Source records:

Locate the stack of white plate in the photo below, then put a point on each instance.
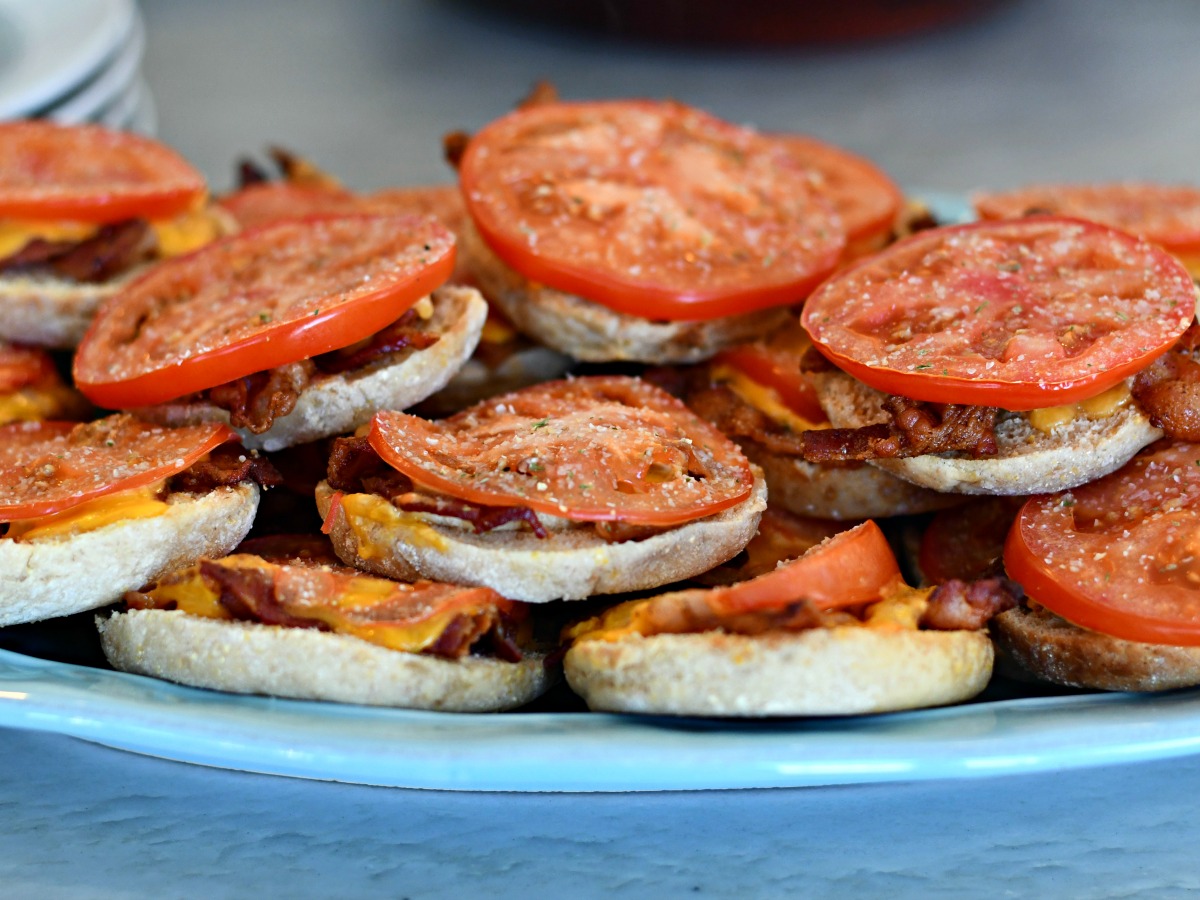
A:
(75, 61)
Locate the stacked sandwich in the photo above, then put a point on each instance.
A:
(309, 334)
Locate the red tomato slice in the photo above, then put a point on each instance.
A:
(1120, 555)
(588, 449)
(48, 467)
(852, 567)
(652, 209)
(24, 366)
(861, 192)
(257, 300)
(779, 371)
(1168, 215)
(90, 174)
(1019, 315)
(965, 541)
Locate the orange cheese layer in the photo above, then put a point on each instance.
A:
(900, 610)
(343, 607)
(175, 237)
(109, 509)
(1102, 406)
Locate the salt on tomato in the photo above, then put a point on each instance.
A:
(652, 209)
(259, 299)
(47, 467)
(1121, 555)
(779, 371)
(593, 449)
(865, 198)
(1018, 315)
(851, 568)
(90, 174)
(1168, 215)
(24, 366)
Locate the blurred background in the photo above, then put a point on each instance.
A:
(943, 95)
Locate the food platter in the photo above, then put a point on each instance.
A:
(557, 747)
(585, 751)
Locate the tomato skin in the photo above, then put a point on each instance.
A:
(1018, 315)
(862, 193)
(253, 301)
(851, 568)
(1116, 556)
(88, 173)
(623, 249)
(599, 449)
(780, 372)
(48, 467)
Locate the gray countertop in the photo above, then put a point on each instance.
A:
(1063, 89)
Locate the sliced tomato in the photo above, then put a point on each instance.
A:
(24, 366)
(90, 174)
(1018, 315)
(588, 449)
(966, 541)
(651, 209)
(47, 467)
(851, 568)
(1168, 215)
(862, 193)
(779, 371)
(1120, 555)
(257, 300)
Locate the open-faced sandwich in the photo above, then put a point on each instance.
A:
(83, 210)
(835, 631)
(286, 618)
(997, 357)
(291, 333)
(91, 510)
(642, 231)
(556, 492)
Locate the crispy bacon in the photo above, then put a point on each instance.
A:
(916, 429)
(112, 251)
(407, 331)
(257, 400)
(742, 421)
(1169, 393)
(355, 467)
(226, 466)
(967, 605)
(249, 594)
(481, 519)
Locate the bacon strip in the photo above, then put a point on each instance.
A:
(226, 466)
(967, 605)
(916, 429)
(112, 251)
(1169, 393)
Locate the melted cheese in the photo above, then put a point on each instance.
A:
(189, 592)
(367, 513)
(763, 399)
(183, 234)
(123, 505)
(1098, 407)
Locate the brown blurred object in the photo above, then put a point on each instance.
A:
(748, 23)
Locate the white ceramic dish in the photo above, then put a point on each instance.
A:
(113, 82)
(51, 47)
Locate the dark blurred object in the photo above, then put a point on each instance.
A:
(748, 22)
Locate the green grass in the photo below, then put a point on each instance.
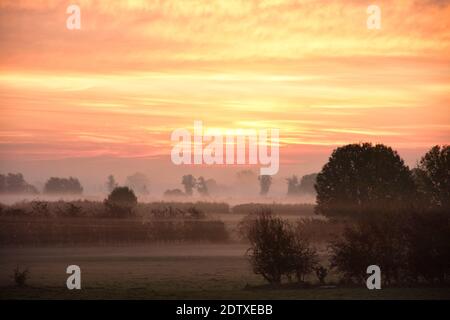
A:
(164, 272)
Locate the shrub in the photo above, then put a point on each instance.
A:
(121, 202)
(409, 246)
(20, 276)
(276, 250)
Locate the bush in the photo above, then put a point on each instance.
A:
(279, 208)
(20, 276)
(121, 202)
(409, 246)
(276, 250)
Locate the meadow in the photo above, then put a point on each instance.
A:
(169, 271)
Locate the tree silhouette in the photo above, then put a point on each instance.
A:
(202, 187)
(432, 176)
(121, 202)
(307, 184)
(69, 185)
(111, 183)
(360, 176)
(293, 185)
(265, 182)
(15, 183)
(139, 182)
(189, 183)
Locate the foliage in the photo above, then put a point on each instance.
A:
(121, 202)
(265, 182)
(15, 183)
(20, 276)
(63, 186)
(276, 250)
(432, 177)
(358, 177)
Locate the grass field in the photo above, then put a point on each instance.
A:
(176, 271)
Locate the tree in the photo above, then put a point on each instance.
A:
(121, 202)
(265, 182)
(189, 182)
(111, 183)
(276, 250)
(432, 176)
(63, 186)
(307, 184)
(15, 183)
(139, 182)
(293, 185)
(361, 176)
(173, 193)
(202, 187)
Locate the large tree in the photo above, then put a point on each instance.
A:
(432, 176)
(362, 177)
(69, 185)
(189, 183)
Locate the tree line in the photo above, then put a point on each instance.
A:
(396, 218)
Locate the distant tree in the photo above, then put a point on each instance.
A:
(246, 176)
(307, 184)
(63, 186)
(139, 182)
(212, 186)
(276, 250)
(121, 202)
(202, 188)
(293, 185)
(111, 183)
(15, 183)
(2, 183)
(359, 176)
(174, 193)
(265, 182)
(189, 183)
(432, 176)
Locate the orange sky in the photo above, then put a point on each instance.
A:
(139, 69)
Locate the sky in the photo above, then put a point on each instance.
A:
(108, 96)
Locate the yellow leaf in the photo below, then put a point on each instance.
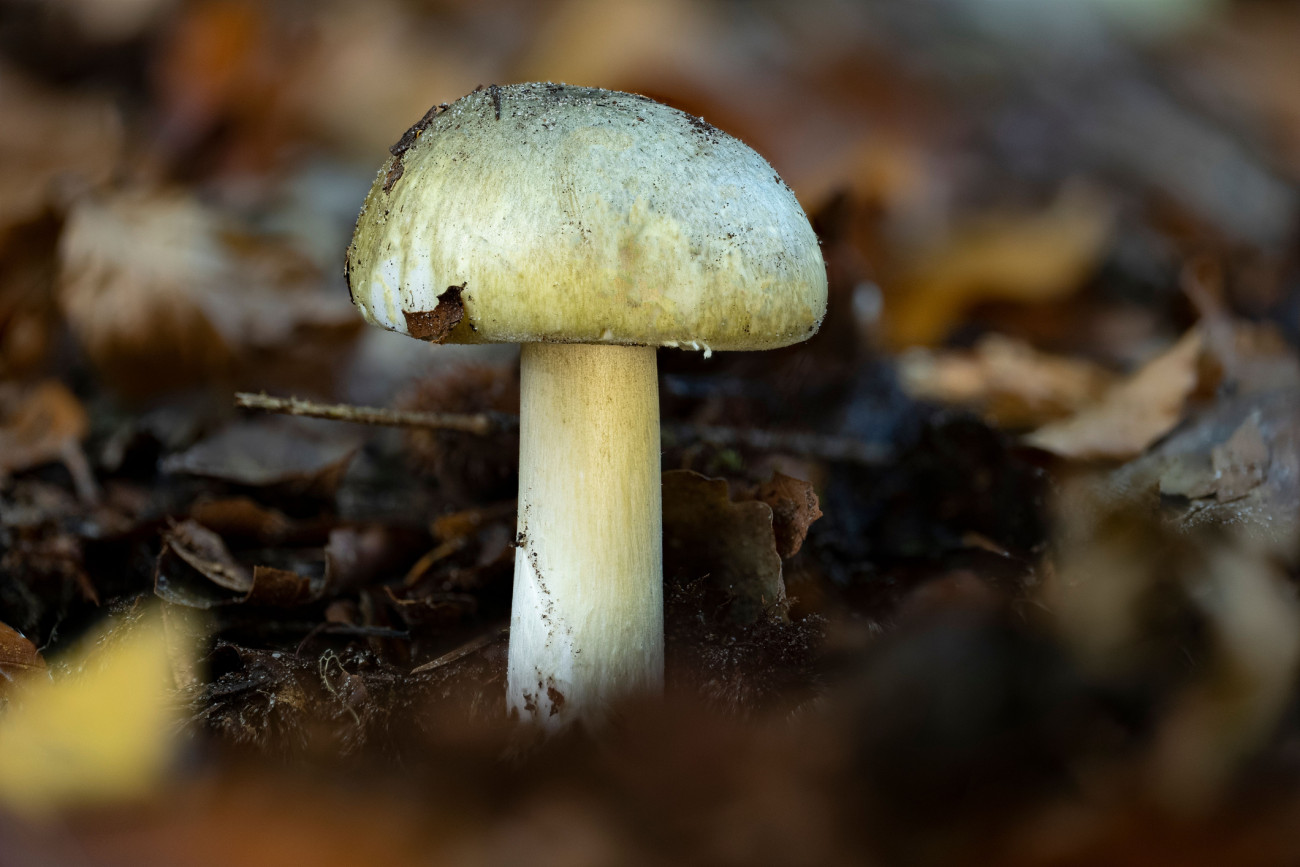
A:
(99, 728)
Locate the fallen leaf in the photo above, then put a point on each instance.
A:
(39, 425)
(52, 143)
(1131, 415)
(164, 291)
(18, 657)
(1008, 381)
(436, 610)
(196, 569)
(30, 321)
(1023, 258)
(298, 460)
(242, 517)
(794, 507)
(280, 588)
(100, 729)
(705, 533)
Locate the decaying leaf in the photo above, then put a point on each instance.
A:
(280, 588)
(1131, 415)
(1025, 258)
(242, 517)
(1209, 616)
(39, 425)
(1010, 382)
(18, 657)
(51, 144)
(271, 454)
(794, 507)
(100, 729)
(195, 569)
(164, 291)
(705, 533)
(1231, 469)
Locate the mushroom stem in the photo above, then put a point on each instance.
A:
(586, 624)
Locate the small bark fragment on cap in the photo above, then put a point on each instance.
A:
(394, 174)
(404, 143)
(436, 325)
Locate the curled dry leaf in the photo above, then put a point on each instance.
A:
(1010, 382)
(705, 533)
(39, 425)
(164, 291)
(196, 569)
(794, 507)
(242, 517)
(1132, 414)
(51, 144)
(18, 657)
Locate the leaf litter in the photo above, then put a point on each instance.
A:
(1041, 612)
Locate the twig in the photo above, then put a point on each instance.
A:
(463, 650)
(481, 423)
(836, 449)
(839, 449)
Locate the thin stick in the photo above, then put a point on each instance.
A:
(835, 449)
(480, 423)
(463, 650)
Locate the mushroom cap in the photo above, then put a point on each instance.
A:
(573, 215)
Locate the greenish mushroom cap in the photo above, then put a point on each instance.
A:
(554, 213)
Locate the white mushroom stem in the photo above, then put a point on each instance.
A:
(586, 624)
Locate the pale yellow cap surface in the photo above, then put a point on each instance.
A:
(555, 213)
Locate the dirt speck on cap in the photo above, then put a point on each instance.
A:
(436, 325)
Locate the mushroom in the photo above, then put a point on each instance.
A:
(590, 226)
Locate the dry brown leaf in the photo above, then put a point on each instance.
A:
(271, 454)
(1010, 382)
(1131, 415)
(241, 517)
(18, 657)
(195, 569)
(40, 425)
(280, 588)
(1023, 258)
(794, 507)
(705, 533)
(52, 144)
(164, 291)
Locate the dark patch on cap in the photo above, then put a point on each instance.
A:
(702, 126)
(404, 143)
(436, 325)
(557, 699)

**WHAT THE TASK REQUIRES:**
Reproduce the source records from the line containing "Locate the thin" through the end of the records, swapping "dry brown leaf" for "dead brown leaf" and leaving everything else unchanged.

**SOLUTION:**
Locate the thin stick in the photo above, then put a point on each instance.
A:
(835, 449)
(480, 423)
(463, 650)
Locate the mushroom cap in the photo above, then put a point on each instance.
A:
(573, 215)
Locate the greenish mushroom cap in the photo above, then put a point on each instance.
A:
(554, 213)
Locate the white mushroom stem in the photo above, then put a point on each instance.
A:
(586, 624)
Locate the pale yellow cap surface in the photo above, then put a point on each instance.
A:
(555, 213)
Locate the dirt speck on cap in the photo above, then put a point on each instance.
A:
(436, 325)
Locate the mushroom in the photo above, then put a point on each instance.
A:
(590, 226)
Locate the dead brown leaf in the photo above, then put a point on each instance.
A:
(271, 454)
(1010, 382)
(1131, 415)
(241, 517)
(18, 657)
(195, 569)
(40, 425)
(280, 588)
(1023, 258)
(794, 507)
(705, 533)
(52, 144)
(164, 291)
Locate the dark patch on cap in the photo above, then put a point on each instance.
A:
(702, 126)
(404, 143)
(436, 325)
(557, 699)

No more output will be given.